→ PROBLEM TO WORK ON: Repeat every line of the data exactly, but not the pictures.

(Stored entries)
++++++
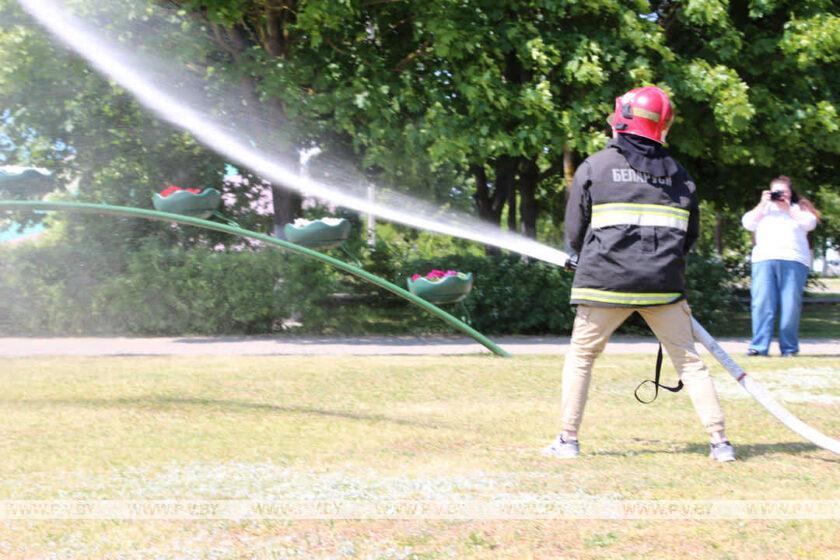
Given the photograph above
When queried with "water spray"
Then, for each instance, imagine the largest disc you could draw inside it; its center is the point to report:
(112, 62)
(115, 63)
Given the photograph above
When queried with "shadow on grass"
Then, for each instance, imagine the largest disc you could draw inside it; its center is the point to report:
(747, 451)
(222, 405)
(743, 451)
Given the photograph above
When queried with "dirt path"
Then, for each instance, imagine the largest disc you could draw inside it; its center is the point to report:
(366, 346)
++++++
→ EXERCISE ANSWER:
Given the photograph above
When queried with "water spray"
Then, for each instance, imagine the largest disc you could draw inside it; its center is the point to report:
(112, 62)
(115, 63)
Given the photograph above
When queried with "shadow on grass"
Then, for each instance, imagine the largest disc you could draw inside it; its center is the point to report:
(747, 451)
(222, 405)
(743, 451)
Given the photograph above
When queried with "dirt path"
Then, for each instance, imagine the largest disc you could draw inside it; its center is the point to report:
(366, 346)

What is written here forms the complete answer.